──────── PROVIDED INFORMATION ────────

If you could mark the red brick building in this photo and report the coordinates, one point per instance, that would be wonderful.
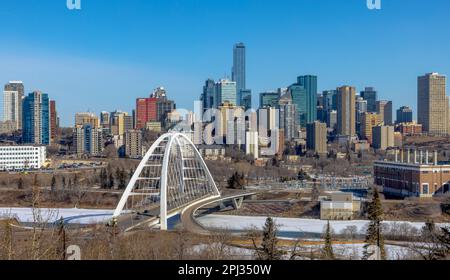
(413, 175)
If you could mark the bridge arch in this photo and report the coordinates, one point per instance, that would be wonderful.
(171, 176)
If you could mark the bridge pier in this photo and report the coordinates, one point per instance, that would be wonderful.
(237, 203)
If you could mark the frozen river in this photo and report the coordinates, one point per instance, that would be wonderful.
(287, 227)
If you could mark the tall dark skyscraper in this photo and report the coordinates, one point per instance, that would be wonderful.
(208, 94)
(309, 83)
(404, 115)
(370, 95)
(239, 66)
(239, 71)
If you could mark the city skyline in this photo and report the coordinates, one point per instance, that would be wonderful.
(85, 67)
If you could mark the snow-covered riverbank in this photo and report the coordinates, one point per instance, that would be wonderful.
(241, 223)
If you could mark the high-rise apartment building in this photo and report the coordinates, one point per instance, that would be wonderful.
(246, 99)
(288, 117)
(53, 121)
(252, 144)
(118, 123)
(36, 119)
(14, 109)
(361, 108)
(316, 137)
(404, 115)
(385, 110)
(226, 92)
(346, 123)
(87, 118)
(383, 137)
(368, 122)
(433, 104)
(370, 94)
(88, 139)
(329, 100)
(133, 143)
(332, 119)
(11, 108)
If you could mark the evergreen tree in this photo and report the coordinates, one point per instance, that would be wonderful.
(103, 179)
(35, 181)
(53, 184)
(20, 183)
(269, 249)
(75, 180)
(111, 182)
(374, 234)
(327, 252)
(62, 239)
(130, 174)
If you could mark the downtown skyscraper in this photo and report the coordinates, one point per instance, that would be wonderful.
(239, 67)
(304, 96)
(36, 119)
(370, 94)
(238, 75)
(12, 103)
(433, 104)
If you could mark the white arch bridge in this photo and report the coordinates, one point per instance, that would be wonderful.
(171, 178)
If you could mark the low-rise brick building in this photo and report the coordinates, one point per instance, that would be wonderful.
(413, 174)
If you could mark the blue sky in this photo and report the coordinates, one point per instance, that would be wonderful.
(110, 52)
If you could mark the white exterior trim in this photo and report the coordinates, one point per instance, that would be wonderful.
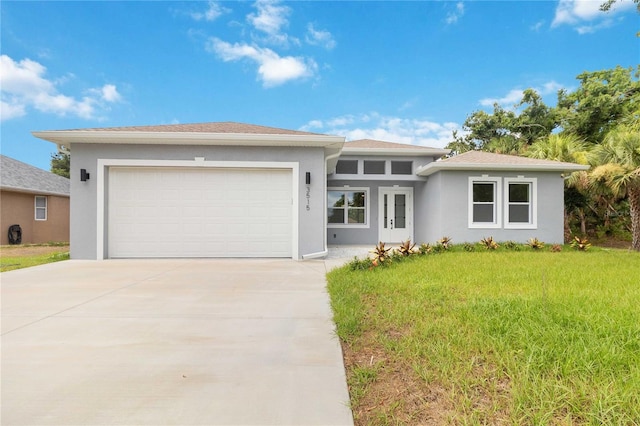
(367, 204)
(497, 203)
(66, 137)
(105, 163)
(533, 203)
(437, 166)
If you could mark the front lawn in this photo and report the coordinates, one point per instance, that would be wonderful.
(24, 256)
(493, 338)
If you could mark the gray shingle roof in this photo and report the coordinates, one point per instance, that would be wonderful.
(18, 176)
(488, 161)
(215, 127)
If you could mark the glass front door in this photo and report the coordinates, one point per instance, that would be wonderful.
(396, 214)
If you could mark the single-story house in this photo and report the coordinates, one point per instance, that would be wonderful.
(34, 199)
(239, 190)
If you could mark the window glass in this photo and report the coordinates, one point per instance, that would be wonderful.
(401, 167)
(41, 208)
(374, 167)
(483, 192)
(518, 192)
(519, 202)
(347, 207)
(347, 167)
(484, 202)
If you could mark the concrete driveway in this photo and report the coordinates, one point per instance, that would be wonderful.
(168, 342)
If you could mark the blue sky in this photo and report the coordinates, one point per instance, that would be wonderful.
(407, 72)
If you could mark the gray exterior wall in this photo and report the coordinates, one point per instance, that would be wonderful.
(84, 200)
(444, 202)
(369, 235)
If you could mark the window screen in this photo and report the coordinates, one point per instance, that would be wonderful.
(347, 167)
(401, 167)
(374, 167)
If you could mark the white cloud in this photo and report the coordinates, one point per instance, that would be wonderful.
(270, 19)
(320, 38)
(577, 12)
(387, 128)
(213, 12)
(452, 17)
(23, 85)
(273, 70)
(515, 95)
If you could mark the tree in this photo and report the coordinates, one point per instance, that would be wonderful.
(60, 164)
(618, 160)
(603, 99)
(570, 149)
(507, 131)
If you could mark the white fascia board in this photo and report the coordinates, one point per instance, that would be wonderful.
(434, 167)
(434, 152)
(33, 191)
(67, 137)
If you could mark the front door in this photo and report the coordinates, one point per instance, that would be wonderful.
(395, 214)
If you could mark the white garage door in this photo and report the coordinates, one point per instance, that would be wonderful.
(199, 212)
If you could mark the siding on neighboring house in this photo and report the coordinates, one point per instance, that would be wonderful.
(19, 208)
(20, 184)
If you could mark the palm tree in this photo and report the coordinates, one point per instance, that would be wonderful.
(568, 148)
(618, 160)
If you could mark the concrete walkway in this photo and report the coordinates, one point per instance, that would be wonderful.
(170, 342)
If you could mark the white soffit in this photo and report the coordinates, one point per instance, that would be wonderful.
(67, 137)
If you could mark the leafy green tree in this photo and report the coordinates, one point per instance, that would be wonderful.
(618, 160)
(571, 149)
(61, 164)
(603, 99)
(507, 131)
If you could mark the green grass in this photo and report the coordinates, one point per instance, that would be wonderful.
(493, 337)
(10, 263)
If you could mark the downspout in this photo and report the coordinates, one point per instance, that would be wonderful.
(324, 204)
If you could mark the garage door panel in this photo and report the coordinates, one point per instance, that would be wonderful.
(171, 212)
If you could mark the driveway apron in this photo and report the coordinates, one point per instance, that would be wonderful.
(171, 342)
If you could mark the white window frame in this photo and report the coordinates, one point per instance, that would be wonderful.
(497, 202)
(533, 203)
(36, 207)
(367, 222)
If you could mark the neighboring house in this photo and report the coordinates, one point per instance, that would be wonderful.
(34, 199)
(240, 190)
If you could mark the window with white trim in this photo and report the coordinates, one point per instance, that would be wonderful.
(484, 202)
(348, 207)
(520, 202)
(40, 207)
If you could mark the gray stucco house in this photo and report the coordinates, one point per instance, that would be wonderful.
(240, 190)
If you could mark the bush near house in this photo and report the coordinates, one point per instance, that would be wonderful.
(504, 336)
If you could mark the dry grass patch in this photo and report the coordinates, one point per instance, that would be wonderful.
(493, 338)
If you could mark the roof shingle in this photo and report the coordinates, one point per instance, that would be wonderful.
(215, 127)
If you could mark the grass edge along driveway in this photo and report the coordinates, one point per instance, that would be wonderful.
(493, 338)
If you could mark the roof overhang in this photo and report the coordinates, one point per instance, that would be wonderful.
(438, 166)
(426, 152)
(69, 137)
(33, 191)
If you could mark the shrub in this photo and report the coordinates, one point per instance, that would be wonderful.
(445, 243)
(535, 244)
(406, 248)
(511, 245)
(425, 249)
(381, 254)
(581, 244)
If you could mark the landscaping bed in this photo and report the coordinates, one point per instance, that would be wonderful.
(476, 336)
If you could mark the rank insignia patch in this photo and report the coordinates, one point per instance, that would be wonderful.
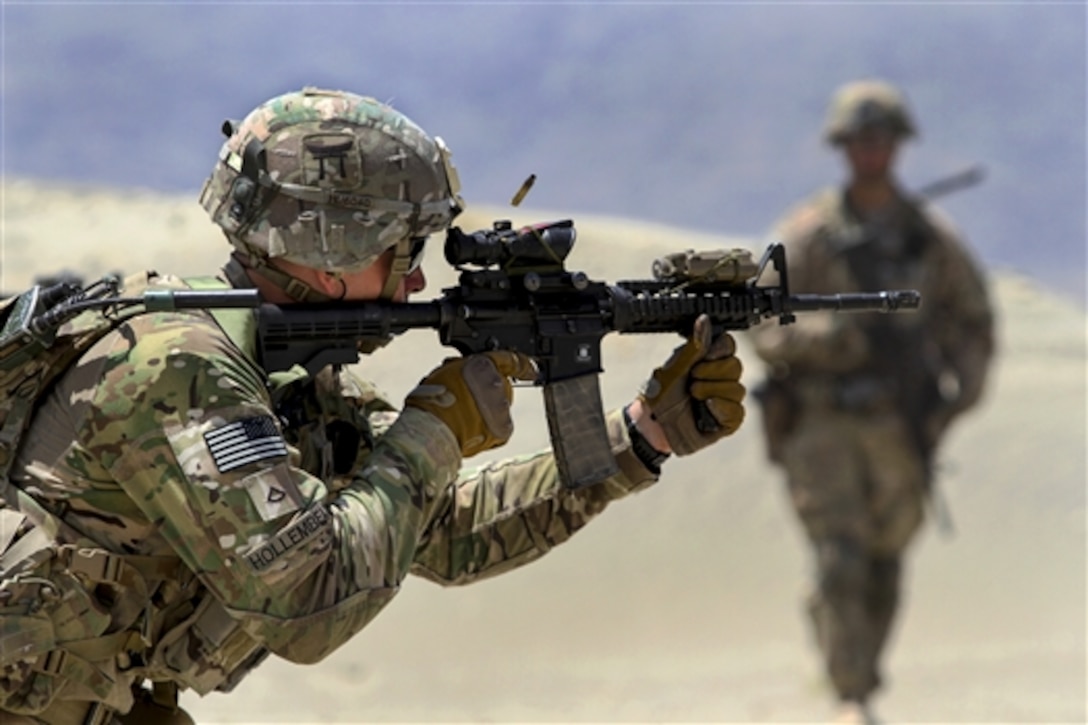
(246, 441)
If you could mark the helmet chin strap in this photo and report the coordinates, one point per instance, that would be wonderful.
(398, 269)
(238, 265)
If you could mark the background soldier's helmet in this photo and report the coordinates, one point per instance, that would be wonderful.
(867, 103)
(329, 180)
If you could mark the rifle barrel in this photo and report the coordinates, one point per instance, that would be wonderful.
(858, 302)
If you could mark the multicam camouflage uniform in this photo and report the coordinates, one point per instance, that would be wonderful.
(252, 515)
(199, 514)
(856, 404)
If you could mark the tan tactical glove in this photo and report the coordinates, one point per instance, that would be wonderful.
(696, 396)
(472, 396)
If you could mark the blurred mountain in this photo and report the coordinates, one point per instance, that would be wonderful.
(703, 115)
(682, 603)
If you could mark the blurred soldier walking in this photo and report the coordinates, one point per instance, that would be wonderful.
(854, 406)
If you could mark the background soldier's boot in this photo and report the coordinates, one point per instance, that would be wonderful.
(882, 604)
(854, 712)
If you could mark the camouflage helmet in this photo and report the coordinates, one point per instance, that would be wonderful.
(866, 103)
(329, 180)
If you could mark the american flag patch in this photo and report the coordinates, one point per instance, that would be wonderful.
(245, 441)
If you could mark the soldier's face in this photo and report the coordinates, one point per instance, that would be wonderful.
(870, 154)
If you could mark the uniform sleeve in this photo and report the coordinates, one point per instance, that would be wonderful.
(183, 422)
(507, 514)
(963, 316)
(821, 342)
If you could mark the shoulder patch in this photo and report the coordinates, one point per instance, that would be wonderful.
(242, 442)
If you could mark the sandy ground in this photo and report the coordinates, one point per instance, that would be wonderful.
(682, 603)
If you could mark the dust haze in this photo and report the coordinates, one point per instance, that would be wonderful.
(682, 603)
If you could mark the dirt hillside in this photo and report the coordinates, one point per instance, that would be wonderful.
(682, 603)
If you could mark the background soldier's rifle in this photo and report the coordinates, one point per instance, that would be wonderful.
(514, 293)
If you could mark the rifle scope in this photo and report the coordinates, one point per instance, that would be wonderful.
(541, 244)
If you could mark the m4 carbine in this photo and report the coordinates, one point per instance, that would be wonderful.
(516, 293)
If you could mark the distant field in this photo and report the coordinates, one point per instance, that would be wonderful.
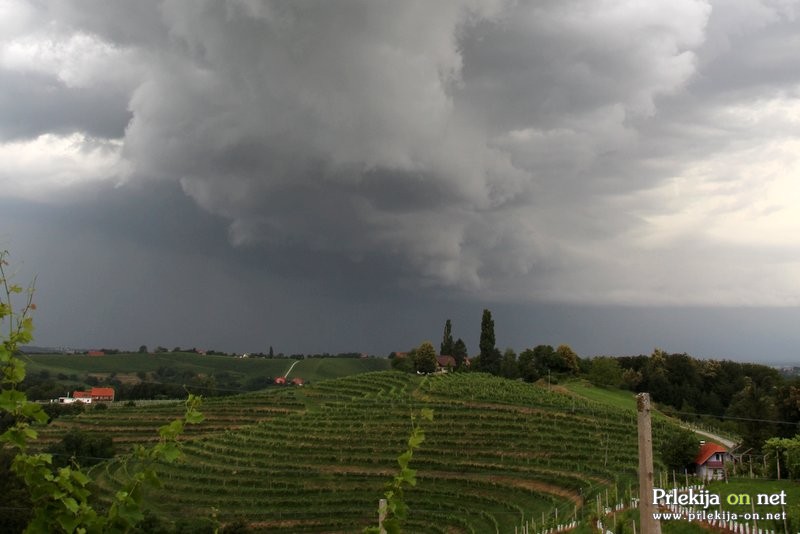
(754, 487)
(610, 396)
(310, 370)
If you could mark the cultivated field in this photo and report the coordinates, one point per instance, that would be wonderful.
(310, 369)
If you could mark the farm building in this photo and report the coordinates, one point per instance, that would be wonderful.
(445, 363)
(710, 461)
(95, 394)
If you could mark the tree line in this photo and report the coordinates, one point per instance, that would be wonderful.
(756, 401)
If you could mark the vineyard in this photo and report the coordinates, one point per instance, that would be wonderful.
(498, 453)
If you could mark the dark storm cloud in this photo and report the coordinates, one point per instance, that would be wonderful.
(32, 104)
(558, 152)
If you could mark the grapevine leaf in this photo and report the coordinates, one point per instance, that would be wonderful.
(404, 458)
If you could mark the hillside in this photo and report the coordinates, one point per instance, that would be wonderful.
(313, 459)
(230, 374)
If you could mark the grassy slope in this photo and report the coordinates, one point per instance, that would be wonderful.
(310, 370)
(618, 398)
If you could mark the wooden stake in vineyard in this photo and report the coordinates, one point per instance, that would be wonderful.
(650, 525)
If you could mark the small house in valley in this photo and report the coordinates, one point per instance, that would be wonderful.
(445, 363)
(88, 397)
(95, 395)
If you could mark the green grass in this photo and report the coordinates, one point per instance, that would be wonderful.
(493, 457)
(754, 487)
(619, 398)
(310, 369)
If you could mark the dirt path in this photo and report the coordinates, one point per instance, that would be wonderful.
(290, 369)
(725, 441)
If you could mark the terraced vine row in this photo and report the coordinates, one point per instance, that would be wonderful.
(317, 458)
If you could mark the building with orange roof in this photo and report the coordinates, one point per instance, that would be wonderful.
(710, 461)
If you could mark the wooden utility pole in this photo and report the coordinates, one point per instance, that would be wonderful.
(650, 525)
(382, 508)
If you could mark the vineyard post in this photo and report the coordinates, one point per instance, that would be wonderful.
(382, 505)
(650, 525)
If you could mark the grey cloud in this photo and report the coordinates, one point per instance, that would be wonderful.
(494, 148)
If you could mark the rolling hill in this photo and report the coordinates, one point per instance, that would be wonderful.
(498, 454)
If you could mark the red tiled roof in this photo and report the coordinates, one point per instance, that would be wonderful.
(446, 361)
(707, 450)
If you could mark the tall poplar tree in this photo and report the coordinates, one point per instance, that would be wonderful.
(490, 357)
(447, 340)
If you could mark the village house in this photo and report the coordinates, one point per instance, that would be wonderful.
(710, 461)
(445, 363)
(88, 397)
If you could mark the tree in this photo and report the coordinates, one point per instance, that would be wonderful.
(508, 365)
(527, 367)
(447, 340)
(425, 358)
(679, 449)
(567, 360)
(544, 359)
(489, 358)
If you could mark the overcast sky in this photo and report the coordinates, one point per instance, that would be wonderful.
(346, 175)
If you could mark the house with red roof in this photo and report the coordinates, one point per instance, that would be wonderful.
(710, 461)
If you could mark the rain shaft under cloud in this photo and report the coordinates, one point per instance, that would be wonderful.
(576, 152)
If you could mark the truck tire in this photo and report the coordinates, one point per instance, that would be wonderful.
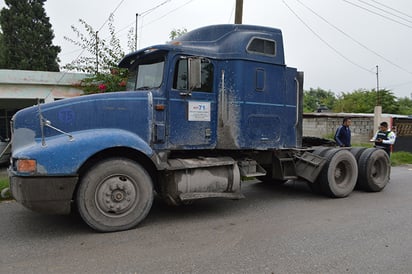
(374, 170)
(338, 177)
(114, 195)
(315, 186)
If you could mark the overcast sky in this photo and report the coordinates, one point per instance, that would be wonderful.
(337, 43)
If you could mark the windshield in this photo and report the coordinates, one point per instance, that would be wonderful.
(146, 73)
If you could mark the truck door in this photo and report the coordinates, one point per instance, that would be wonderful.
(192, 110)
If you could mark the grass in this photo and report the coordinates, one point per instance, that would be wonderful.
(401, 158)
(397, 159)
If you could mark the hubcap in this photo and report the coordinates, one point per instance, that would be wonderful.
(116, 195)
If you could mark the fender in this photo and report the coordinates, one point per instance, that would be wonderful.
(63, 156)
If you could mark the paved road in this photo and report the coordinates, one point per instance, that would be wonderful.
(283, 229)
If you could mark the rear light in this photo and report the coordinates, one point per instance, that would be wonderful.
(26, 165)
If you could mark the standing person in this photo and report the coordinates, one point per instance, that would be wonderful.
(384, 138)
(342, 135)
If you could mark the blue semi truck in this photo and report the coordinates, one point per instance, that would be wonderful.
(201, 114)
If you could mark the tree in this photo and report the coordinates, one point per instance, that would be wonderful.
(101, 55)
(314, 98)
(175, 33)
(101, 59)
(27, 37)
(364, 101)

────────

** JOB **
Only the lines from the one that contains "If you could mark the truck door" to the end of the data should be output, exactly as they appear.

** TASK ANSWER **
If you could mark the truck door in this photo and report the coordinates, one point per instance, that would be wonderful.
(192, 110)
If you could mark the grass in this photo and report the coordinates, one point per instance, that would be wonderful.
(401, 158)
(397, 159)
If you could mark the hubcap in this photo and report the coordinates, one point per instance, that would be wonderful.
(116, 195)
If you could mark the fender in this photo and report the coordinates, one point per instance, that would be wonderful.
(63, 156)
If you could mark the paved road in this photo and report the coordinates, one point per instance, that would be wonderful.
(283, 229)
If you could mark the rear light in this photo and report the coordinates, one point per instance, that would be wonderful.
(26, 165)
If you could mark the standing person in this photo and report the coordinates, one point per instance, that would be wonderful.
(384, 138)
(342, 135)
If you could mark the blue semi truck in this photo and report the coordinates, one point per instance, that would be wonderful.
(201, 114)
If you could mark the tree in this photo and report the coordinates, one point per instance, that would be wonderful.
(101, 55)
(314, 98)
(175, 33)
(101, 59)
(27, 37)
(364, 101)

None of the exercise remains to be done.